• INSTRUCTIONS FOR THE TASK:
Report back each line of the data that contains the word "model".

Collection entries
▬▬▬

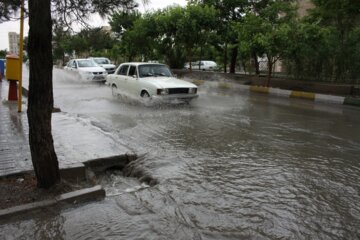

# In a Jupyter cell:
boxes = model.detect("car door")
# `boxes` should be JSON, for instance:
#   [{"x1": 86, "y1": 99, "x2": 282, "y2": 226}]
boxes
[
  {"x1": 126, "y1": 65, "x2": 140, "y2": 95},
  {"x1": 71, "y1": 60, "x2": 78, "y2": 72},
  {"x1": 65, "y1": 60, "x2": 74, "y2": 71},
  {"x1": 112, "y1": 64, "x2": 129, "y2": 92}
]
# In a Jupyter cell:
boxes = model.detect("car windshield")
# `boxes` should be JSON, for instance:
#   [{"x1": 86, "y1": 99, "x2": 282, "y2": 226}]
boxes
[
  {"x1": 138, "y1": 64, "x2": 172, "y2": 78},
  {"x1": 93, "y1": 58, "x2": 110, "y2": 64},
  {"x1": 77, "y1": 60, "x2": 97, "y2": 68}
]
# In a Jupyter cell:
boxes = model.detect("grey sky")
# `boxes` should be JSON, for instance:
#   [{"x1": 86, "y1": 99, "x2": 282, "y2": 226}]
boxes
[{"x1": 0, "y1": 0, "x2": 187, "y2": 51}]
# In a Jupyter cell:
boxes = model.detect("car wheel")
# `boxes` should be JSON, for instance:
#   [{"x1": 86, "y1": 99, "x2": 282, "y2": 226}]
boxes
[
  {"x1": 111, "y1": 84, "x2": 118, "y2": 97},
  {"x1": 141, "y1": 91, "x2": 150, "y2": 98}
]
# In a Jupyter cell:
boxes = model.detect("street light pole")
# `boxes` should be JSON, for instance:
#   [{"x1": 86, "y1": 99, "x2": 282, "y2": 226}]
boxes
[{"x1": 18, "y1": 0, "x2": 24, "y2": 112}]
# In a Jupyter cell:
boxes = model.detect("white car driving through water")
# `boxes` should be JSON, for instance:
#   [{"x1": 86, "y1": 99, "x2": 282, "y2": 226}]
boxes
[
  {"x1": 106, "y1": 62, "x2": 198, "y2": 103},
  {"x1": 88, "y1": 57, "x2": 116, "y2": 74},
  {"x1": 64, "y1": 58, "x2": 108, "y2": 81}
]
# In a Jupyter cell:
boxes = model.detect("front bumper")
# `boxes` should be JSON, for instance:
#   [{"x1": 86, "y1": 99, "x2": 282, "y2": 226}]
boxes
[
  {"x1": 152, "y1": 93, "x2": 199, "y2": 103},
  {"x1": 83, "y1": 75, "x2": 107, "y2": 81},
  {"x1": 105, "y1": 69, "x2": 115, "y2": 74}
]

▬▬▬

• EXERCISE RESULT:
boxes = model.detect("car door")
boxes = model.detect("car windshield")
boxes = model.detect("grey sky")
boxes = model.detect("car wheel")
boxes = model.detect("street light pole")
boxes = model.detect("white car driving through water")
boxes = model.detect("front bumper")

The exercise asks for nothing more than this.